Segment Start: Text for analysis

Of the 63 OCD patients in our sample, over 60% reported the presence of mental contamination.

Our results also confirmed the hypothesis that mental contamination partially mediates the relationship between disgust tendency and obsessive symptoms.

In other words, OCD subjects with a higher tendency to feel disgust when they experience events that make them feel mentally contaminated (e.g., physical or psychological violation, immoral thoughts, morally unacceptable images or impulses), may feel very dirty and disgusted and resort to maladaptive behaviour (e.g., washing compulsions) that keeps the obsessive symptomatology active.

It thus appears from our study that mental contamination plays a significant role in OCD subjects with a fear of contamination, particularly as a mediator of the relationship between propensity to disgust and contamination thoughts/behaviours.

This result may confirm what has been emphasised in the literature regarding the importance of an accurate assessment of critical events precipitating the onset of OCD with fear of contamination.

Segment End: Text for analysis
Segment Start: Given entries

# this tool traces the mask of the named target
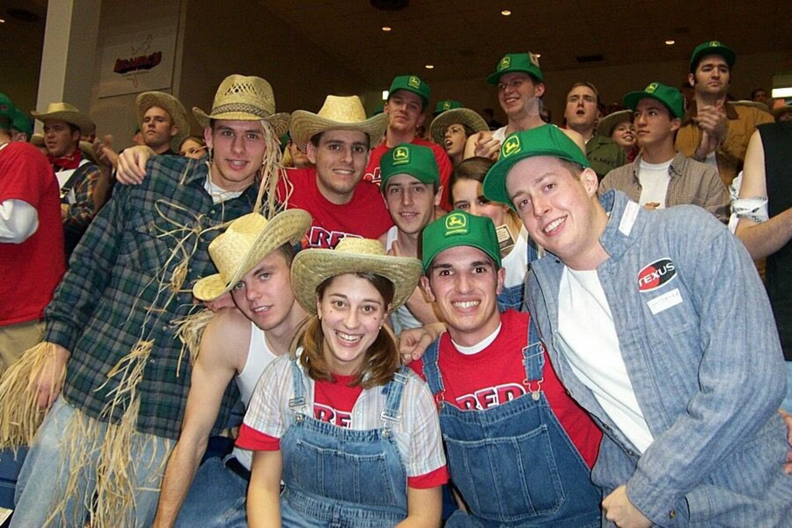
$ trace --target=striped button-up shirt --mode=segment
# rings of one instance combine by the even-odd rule
[[[111,369],[139,341],[153,341],[137,386],[137,430],[178,438],[189,389],[188,353],[173,321],[194,312],[192,288],[216,272],[208,228],[249,213],[255,186],[215,204],[204,189],[208,166],[185,158],[153,156],[140,185],[119,186],[72,254],[70,269],[45,310],[44,340],[70,352],[63,397],[88,416],[118,420],[128,401],[108,416],[123,373]],[[177,266],[188,256],[186,268]],[[183,281],[173,279],[185,274]],[[229,386],[215,431],[227,419],[237,389]]]

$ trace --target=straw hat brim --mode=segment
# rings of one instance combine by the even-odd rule
[[[394,285],[390,311],[407,302],[421,277],[421,261],[406,256],[345,253],[334,249],[304,249],[291,263],[295,298],[309,313],[316,313],[316,288],[330,277],[345,273],[373,273]]]
[[[93,124],[93,121],[92,121],[82,112],[60,110],[59,112],[51,112],[49,113],[39,113],[34,111],[31,112],[30,115],[42,122],[44,120],[59,120],[61,121],[66,121],[67,123],[70,123],[80,129],[81,134],[87,134],[90,131],[96,129],[96,125]]]
[[[610,138],[611,135],[613,134],[613,129],[617,124],[622,121],[630,120],[632,121],[632,110],[619,110],[619,112],[613,112],[609,113],[602,118],[599,124],[596,126],[596,133],[600,135],[604,135],[607,138]]]
[[[262,117],[248,112],[222,112],[217,114],[208,114],[197,106],[192,107],[192,115],[201,128],[209,126],[211,120],[227,120],[228,121],[266,121],[272,127],[275,137],[280,138],[289,130],[291,116],[288,112],[282,112]]]
[[[429,133],[438,145],[443,145],[446,128],[448,125],[460,123],[473,129],[474,132],[482,132],[489,130],[489,126],[484,118],[470,108],[451,108],[446,110],[432,120],[429,125]]]
[[[313,222],[310,215],[302,209],[288,209],[275,215],[267,222],[251,245],[241,264],[227,283],[219,273],[198,280],[192,287],[192,294],[201,301],[214,301],[230,291],[242,276],[253,269],[261,259],[284,244],[295,245],[302,240]]]
[[[358,123],[341,123],[306,110],[295,110],[291,114],[291,127],[289,132],[291,135],[291,141],[303,152],[312,137],[328,130],[352,130],[367,134],[369,148],[373,149],[382,142],[383,135],[385,134],[387,126],[387,114],[377,114]]]
[[[165,108],[170,114],[174,124],[179,129],[176,135],[170,139],[170,150],[178,152],[181,142],[190,135],[190,117],[187,114],[187,109],[179,100],[162,92],[144,92],[137,97],[135,104],[137,106],[138,124],[140,126],[143,125],[146,111],[152,106]]]

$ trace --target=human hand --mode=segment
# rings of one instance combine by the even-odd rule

Segment End: Given entries

#### Set of tasks
• a. In one to three sentences, explain how the passage on mental contamination in OCD says a higher tendency to feel disgust can keep obsessive symptoms going.
• b. Pick up the passage on mental contamination in OCD after its last sentence and carry it forward.
The data has nothing to do with the work asked here.

#### Answers to the exercise
• a. OCD subjects with a higher tendency to feel disgust may feel very dirty and disgusted when events make them feel mentally contaminated, such as physical or psychological violation, immoral thoughts, or morally unacceptable images or impulses. They then resort to maladaptive behaviour like washing compulsions, and that behaviour keeps the obsessive symptomatology active.

• b.
Mental contamination, as mentioned above, seems to emerge as a consequence of ‘polluting’ life events

In them the person has felt morally wronged (as a result of actions committed) or violated, humiliated (as a result of actions suffered).

What implications for the treatment of obsessive-compulsive disorder?

Given the ‘traumatic’ nature of the state of mental contamination, it is worth reflecting on the extent to which emotions of guilt and disgust in relation to certain stimuli on the part of OCD subjects represent a kind of affect without recollection (Clark, 1999).

In other words, certain situations could activate the emotional experience related to traumatic memory, even if the patient confines himself to the contingent problem that triggers the fear of contamination at that moment.

It might be interesting to consider whether all that the obsessive patient feels compelled to do in order to avert a situation in which he may feel guilty (or disgusted) represents a coping modality with respect to a negative self-assessment, as encoded in that critical event, precipitating the onset of the disorder.

In this regard, the purpose of obsessive activity could be to repair a profoundly ‘polluted’ idea of self, as it was activated at the time of the event precipitating the disorder, or to avoid actions that could reactivate that same negative idea of the person, making him or her feel disgusted, humiliated and potentially a source of contempt from the community to which they belong.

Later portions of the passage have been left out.